• **REQUIRED TASK**
Extract each row below that contains the string "edge". Case matters.

• **ITEMS**
============================================================
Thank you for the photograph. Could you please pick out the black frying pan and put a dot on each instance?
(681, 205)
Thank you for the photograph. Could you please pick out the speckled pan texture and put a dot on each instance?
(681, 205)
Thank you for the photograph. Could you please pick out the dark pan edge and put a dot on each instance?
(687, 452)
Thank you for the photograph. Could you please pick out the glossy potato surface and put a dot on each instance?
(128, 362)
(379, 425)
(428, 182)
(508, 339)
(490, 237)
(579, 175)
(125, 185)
============================================================
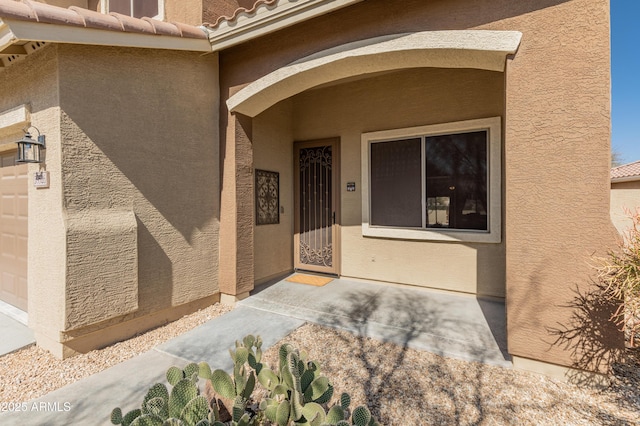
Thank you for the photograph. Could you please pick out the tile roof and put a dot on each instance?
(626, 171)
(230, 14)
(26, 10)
============================================================
• **EXERCISE RESULT**
Thank you for the photograph. Could you please pick out the dark pan edge and put a dot on each instance?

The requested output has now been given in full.